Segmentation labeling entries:
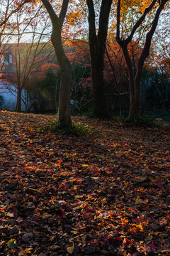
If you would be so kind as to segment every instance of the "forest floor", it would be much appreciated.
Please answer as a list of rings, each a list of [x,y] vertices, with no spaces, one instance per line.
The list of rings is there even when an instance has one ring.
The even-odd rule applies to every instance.
[[[170,129],[0,112],[0,255],[170,255]]]

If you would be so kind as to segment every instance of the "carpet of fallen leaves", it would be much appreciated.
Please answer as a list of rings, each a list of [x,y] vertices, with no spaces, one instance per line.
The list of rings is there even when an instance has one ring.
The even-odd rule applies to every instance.
[[[55,118],[0,112],[0,255],[169,255],[169,127]]]

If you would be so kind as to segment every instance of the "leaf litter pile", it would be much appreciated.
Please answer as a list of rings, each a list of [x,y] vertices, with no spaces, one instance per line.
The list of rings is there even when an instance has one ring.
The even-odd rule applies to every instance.
[[[169,127],[0,117],[0,255],[170,255]]]

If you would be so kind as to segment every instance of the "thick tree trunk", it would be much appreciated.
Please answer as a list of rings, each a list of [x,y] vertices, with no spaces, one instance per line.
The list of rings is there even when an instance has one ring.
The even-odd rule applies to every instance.
[[[124,42],[119,43],[120,46],[123,48],[123,51],[124,53],[125,59],[126,61],[126,65],[128,71],[129,75],[129,82],[130,82],[130,110],[129,110],[129,118],[133,119],[135,116],[135,76],[134,76],[134,70],[132,64],[132,61],[128,53],[128,45]]]
[[[18,88],[17,91],[17,102],[16,107],[16,112],[21,112],[21,95],[22,90],[21,88]]]
[[[89,38],[91,46],[91,69],[94,104],[94,113],[98,117],[108,117],[108,109],[106,99],[103,79],[103,58],[97,49],[94,49]]]
[[[72,70],[62,42],[62,28],[65,18],[69,0],[63,0],[59,16],[48,0],[41,0],[50,16],[52,23],[51,36],[56,57],[61,70],[61,83],[59,98],[59,121],[62,127],[72,126],[70,111],[70,85]]]
[[[108,18],[112,0],[102,1],[98,35],[96,35],[96,31],[95,11],[93,0],[86,0],[86,3],[89,9],[89,41],[91,55],[94,113],[98,117],[108,117],[108,107],[104,89],[103,63],[108,33]]]
[[[152,38],[155,31],[155,29],[157,26],[161,11],[163,10],[166,3],[168,2],[168,1],[169,0],[162,0],[160,1],[160,6],[157,9],[151,28],[147,34],[144,48],[137,63],[137,70],[135,78],[135,74],[132,65],[132,61],[128,50],[128,45],[130,42],[131,42],[136,30],[142,24],[147,14],[154,6],[157,0],[153,0],[151,2],[149,6],[145,9],[143,14],[134,25],[130,36],[126,39],[124,40],[121,40],[120,36],[121,0],[118,0],[116,41],[123,48],[128,70],[128,75],[130,79],[130,112],[129,112],[129,118],[130,119],[134,119],[139,115],[140,107],[140,87],[141,87],[140,81],[142,78],[142,72],[144,63],[146,58],[149,55],[149,49],[150,49]]]
[[[67,58],[63,49],[60,28],[57,25],[53,26],[51,38],[61,70],[61,82],[59,98],[59,121],[61,126],[72,126],[70,110],[72,68],[70,62]]]

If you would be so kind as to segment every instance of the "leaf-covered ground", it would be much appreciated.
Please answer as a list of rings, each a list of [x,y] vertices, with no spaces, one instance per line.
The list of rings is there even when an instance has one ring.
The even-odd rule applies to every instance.
[[[0,112],[0,255],[169,255],[169,127],[55,118]]]

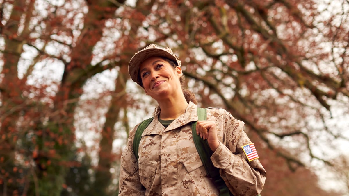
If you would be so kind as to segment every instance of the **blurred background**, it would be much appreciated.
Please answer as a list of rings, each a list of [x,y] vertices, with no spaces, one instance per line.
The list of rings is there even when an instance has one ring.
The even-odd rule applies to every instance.
[[[348,0],[0,0],[0,195],[116,196],[170,46],[202,107],[244,121],[262,195],[349,195]]]

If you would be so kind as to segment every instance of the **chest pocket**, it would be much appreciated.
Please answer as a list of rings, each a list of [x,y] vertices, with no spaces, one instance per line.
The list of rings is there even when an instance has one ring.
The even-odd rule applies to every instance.
[[[156,173],[156,165],[151,163],[138,163],[139,178],[141,183],[147,190],[149,190],[154,181]]]
[[[218,190],[207,175],[199,153],[195,152],[186,158],[183,164],[200,195],[218,195]]]
[[[207,175],[206,169],[202,164],[202,162],[200,159],[200,156],[198,152],[195,152],[183,160],[183,164],[184,165],[187,171],[189,173],[192,179],[194,179],[197,178]],[[201,168],[199,169],[200,167]]]

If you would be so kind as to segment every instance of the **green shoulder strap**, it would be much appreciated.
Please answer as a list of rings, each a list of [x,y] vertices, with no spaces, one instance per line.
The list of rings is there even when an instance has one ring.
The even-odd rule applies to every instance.
[[[136,159],[138,160],[138,147],[139,146],[139,143],[141,142],[141,138],[142,137],[142,134],[144,131],[149,125],[151,122],[154,116],[151,118],[142,121],[141,124],[137,128],[136,133],[135,134],[134,138],[133,139],[133,152]]]
[[[207,119],[207,108],[198,108],[198,117],[199,120],[206,120]],[[207,141],[204,140],[196,135],[196,125],[197,122],[192,124],[192,131],[194,143],[196,150],[200,156],[206,171],[212,179],[212,182],[219,190],[220,195],[229,196],[232,195],[227,187],[225,182],[220,175],[219,169],[215,167],[210,157],[213,153],[208,145]]]

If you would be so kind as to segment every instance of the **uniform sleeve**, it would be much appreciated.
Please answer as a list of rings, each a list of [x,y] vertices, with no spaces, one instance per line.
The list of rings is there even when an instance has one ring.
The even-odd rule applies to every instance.
[[[229,114],[224,128],[225,138],[211,159],[234,195],[257,195],[263,189],[265,170],[258,159],[248,161],[242,146],[252,142],[243,130],[244,123]]]
[[[145,190],[141,183],[138,161],[133,152],[133,141],[137,126],[130,131],[127,144],[121,155],[119,195],[144,195]]]

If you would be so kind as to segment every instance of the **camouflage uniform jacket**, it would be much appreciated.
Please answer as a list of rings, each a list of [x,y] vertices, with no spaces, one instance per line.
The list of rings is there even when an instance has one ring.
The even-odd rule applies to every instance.
[[[119,195],[217,195],[193,139],[191,122],[198,120],[196,106],[190,102],[185,112],[165,129],[158,114],[144,130],[138,161],[133,144],[137,125],[129,132],[121,157]],[[211,157],[235,196],[261,191],[266,172],[258,159],[247,160],[242,146],[251,143],[244,123],[219,108],[207,109],[207,120],[217,125],[220,144]]]

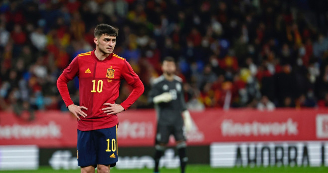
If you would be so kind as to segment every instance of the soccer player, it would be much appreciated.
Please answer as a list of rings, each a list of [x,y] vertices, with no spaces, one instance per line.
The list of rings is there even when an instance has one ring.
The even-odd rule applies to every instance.
[[[170,135],[173,135],[180,158],[181,173],[184,173],[188,158],[183,124],[185,130],[188,131],[191,128],[191,120],[184,102],[182,80],[174,75],[174,59],[169,56],[165,57],[162,68],[163,74],[153,82],[149,99],[155,104],[158,114],[154,173],[159,173],[160,160]]]
[[[118,161],[117,114],[141,95],[143,83],[125,59],[113,53],[118,30],[105,24],[95,29],[96,49],[77,55],[63,71],[57,86],[63,100],[77,118],[77,161],[81,173],[109,173]],[[67,82],[79,78],[80,105],[71,99]],[[121,79],[133,87],[120,104]]]

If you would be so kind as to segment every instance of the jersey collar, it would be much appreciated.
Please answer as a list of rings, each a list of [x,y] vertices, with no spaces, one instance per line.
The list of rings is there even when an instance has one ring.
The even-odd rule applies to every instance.
[[[96,49],[93,49],[92,51],[91,51],[91,56],[93,57],[93,58],[97,61],[98,62],[105,62],[106,61],[108,61],[111,59],[112,59],[112,57],[113,56],[113,52],[112,53],[110,54],[108,56],[107,56],[106,58],[105,58],[103,60],[101,61],[98,59],[97,56],[96,56],[96,55],[95,54],[95,50],[96,50]]]

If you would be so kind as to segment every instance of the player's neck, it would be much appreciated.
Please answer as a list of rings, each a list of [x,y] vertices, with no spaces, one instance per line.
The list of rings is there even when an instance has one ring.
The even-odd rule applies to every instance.
[[[107,58],[108,56],[108,55],[109,55],[109,54],[105,54],[102,51],[101,51],[99,50],[99,49],[96,48],[96,50],[95,50],[95,55],[96,55],[96,57],[99,60],[102,61],[104,59],[105,59],[106,58]]]
[[[174,74],[169,75],[166,73],[163,73],[163,75],[164,75],[165,79],[169,81],[172,81],[174,79]]]

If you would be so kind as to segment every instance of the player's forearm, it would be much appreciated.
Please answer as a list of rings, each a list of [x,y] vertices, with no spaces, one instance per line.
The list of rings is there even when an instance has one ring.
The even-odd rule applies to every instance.
[[[67,88],[67,82],[68,82],[68,79],[62,74],[57,80],[57,87],[66,107],[74,104],[71,97],[69,96],[69,92]]]
[[[132,85],[133,90],[126,100],[121,104],[124,110],[127,110],[143,94],[145,91],[145,87],[140,79]]]

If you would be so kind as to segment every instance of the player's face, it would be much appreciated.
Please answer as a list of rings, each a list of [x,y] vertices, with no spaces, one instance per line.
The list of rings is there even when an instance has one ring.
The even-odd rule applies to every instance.
[[[116,37],[102,34],[99,38],[94,38],[93,41],[100,51],[111,54],[116,44]]]
[[[164,61],[162,66],[163,73],[171,75],[175,72],[175,63],[172,61]]]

■ PROBLEM TO WORK ON
Count the lines in the listing above that contain the string "player". Reply with the number only.

■ RESPONSE TO THIS EXERCISE
4